Work to complete
Go through the listing and retype each line exactly.

Extracted records
- - - - - - -
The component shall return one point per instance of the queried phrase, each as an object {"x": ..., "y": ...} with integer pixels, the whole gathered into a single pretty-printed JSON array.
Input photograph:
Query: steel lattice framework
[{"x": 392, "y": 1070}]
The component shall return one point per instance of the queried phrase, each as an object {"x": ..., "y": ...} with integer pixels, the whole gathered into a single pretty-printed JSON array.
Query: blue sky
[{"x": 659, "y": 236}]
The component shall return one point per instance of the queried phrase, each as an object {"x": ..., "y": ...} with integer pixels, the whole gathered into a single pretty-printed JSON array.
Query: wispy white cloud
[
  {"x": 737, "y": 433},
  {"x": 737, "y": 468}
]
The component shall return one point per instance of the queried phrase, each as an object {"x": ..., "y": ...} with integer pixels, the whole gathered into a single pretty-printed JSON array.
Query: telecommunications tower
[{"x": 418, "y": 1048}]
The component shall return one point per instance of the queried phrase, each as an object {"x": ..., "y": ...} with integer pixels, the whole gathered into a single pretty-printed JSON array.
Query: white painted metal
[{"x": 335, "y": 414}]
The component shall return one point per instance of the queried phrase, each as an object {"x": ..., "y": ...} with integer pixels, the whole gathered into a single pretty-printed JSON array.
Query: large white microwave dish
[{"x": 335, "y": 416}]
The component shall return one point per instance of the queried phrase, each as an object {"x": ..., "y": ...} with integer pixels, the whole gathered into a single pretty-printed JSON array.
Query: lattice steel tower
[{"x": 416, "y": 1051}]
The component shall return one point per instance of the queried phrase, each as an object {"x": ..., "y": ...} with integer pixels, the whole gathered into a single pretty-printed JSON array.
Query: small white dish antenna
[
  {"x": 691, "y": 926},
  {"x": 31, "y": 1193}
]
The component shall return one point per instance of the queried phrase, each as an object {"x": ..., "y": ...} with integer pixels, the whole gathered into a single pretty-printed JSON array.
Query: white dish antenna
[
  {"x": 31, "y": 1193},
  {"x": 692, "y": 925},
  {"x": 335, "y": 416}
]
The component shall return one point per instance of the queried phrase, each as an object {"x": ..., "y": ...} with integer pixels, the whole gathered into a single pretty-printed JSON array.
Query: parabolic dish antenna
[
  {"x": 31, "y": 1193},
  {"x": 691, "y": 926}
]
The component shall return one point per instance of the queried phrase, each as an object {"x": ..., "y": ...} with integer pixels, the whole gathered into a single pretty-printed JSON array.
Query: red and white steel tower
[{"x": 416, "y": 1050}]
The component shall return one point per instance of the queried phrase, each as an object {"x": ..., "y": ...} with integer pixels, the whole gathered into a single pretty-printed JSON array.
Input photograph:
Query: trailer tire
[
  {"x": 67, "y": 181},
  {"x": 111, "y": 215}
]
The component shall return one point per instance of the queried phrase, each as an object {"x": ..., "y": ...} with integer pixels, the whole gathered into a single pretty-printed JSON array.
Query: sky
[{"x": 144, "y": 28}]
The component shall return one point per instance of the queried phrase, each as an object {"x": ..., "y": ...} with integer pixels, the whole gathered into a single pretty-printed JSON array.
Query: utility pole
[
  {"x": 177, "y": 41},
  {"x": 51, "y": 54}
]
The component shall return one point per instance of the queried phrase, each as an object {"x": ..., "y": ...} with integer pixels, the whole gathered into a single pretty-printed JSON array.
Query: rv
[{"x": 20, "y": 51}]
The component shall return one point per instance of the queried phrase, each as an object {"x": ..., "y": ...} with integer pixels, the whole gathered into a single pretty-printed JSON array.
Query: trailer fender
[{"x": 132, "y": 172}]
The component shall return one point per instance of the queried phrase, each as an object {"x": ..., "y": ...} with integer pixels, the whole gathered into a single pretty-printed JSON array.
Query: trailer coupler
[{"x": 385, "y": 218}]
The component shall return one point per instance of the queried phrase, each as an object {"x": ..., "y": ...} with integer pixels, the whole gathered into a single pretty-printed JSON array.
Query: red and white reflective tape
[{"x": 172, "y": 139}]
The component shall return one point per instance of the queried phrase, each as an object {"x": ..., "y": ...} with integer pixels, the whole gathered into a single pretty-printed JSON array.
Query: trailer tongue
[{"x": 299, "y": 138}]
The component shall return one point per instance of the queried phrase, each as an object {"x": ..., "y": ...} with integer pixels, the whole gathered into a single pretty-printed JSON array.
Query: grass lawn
- - - - - - -
Finished task
The component shall return one point per instance of the queried phrase, each as an object {"x": ..., "y": ...} with integer pixels, the whole gathered into a single pretty-printed JSON array.
Input photograph:
Query: steel lattice framework
[{"x": 392, "y": 1070}]
The component shall return one point per instance of the queried phrase, each as an object {"x": ..., "y": ...} with integer pixels, the whole gathered into a single pretty-printed JSON array.
Query: blue sky
[{"x": 659, "y": 236}]
The component shall return one point per instance of the queried phrase, each as an object {"x": ..., "y": ...} with integer pixels, the whole gathered into a single pretty-printed JSON array.
Query: wispy white cloud
[
  {"x": 737, "y": 433},
  {"x": 737, "y": 468}
]
The component shall return one point per instance of the queried phrase, each as an object {"x": ..., "y": ...} with integer pixels, the whole gathered into a single pretty-printed JSON array.
Query: telecommunications tower
[{"x": 418, "y": 1048}]
The component shall return one point per instance of the queried phrase, each as an object {"x": ..., "y": ...} with integer pixels, the whole gathered into a single pretty-printed JSON array.
Query: white painted metal
[{"x": 335, "y": 414}]
The component shall return one point per instance of the queried phrase, each as an object {"x": ..., "y": ...} with integer pixels, the whole gathered into a single pretty-printed JSON array.
Query: large white microwave dish
[{"x": 335, "y": 416}]
The component shall return one point per instance of the queried phrase, each as an object {"x": ..., "y": ...} with integer pixels, the whole gathered into a single pretty-printed JSON array.
Query: lattice steel tower
[{"x": 416, "y": 1051}]
The component shall return one point per instance of the queried phrase, each as an object {"x": ..., "y": ...} with integer pixels, the whole gathered into a single pretty-printed JSON array.
Query: small white dish antenna
[
  {"x": 691, "y": 926},
  {"x": 31, "y": 1193}
]
The component shall return one point per instance of the queried phrase, each as an object {"x": ..., "y": ...} with integer pixels, the whole gathered into a single pretty-printed JSON array.
Query: white dish antenna
[
  {"x": 31, "y": 1193},
  {"x": 692, "y": 925},
  {"x": 335, "y": 416}
]
The component shall return one point per instance of the queried phrase, each as an object {"x": ..., "y": ...} with integer pixels, the whole gathered into a single pretty-printed JSON array.
Query: parabolic dish antenna
[
  {"x": 31, "y": 1193},
  {"x": 691, "y": 926}
]
The component shall return one point per instance of the queried phrase, each as an object {"x": ..., "y": ...} with integer pixels, the whole gathered into a single pretty-printed JSON array.
Query: red and white steel tower
[{"x": 416, "y": 1050}]
The component shall return one point per instance of the queried phrase, each as an object {"x": ..., "y": ...} with integer pixels, the whole gathered into a single pretty-printed JSON array.
Input photograph:
Query: trailer tire
[
  {"x": 67, "y": 181},
  {"x": 111, "y": 215}
]
The component shall return one point per instance of the queried phrase, each as an object {"x": ..., "y": ...} with integer pixels, the whole gathered into a single pretty-printed JSON array.
Query: sky
[{"x": 144, "y": 28}]
The component shall return one point per instance of the queried phrase, each as an object {"x": ..., "y": ...} with integer pixels, the whole gathered into a single pretty-printed JSON array.
Query: utility pole
[
  {"x": 177, "y": 41},
  {"x": 51, "y": 54}
]
The component shall return one point per instance of the queried phrase, each as an object {"x": ..., "y": ...} with integer pixels, the whole gathered into a single pretty-printed JSON array.
Query: rv
[{"x": 20, "y": 51}]
The component shall return one point per instance of the queried phrase, each as an object {"x": ..., "y": ...} with integer pixels, the whole gathered into a single pretty-printed JSON array.
Query: trailer fender
[{"x": 132, "y": 172}]
The component shall return one point per instance of the queried phrase, each as an object {"x": ..., "y": ...} with integer pixels, the whole gathered into a single pretty-printed JSON array.
Query: trailer coupler
[{"x": 385, "y": 218}]
The component shall return one point per instance of the queried phrase, each as an object {"x": ..., "y": ...} with integer pixels, the whole gathered into a single pretty-printed JSON array.
Query: red and white reflective tape
[{"x": 172, "y": 139}]
The component shall return one point per instance of the queried phrase, each as an object {"x": ..., "y": ...} with integer pixels, the whole gathered into a single pretty-printed JSON array.
Query: trailer tongue
[{"x": 299, "y": 138}]
The component shall return one point per instance of the queried phrase, each as an object {"x": ..., "y": ...} with integer pixels, the whole gathered into a single pretty-printed JSON array.
Query: grass lawn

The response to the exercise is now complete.